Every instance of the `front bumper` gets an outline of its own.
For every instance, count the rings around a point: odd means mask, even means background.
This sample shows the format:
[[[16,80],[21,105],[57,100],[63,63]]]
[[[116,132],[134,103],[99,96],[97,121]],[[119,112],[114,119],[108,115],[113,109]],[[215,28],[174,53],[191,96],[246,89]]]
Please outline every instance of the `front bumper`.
^^^^^^^^^^^^^^^^
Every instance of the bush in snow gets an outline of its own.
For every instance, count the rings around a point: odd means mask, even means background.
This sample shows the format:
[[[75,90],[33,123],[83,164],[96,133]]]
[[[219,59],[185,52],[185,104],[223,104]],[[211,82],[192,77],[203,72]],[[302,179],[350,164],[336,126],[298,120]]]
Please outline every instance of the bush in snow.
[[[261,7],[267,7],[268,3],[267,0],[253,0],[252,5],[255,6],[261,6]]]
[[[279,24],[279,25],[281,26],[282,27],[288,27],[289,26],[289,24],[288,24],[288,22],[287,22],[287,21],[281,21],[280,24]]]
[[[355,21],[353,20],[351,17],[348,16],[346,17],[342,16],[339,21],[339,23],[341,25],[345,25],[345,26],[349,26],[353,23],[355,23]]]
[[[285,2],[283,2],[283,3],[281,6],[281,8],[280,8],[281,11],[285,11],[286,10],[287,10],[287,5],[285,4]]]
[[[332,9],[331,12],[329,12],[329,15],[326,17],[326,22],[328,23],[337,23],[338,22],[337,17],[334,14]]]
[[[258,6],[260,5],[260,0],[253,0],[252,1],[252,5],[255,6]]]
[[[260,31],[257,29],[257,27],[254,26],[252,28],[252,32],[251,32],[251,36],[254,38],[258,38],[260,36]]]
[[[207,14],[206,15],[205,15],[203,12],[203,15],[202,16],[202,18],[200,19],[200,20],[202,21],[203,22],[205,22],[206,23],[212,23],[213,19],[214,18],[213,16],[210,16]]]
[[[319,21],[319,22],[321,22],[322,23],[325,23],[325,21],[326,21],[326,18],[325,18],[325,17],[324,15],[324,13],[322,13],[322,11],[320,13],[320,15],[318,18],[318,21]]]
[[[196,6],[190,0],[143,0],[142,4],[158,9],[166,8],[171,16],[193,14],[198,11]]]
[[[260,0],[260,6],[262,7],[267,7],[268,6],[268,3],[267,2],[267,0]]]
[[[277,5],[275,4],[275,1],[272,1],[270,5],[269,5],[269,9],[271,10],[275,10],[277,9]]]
^^^^^^^^^^^^^^^^
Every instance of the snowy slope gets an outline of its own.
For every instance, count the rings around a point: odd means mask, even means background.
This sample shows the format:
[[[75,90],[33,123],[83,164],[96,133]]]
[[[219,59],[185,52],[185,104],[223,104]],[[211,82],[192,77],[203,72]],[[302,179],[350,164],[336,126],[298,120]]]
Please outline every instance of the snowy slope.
^^^^^^^^^^^^^^^^
**TASK DIRECTIONS:**
Copy the data above word for word, from the line with "Every instance of the snowy slope gets" up to and including the line with "Please outline every instance of the snowy".

**TASK ANSWER:**
Every instance of the snowy slope gets an outline of its own.
For every instance, count the rings around a point: odd means mask, even means background.
This sample shows the format:
[[[75,90],[33,123],[83,164],[96,133]]]
[[[219,59],[185,52],[185,104],[223,104]],[[211,82],[192,77],[203,72]],[[302,179],[350,164],[336,126],[298,120]]]
Please outline every instance of the snowy slope.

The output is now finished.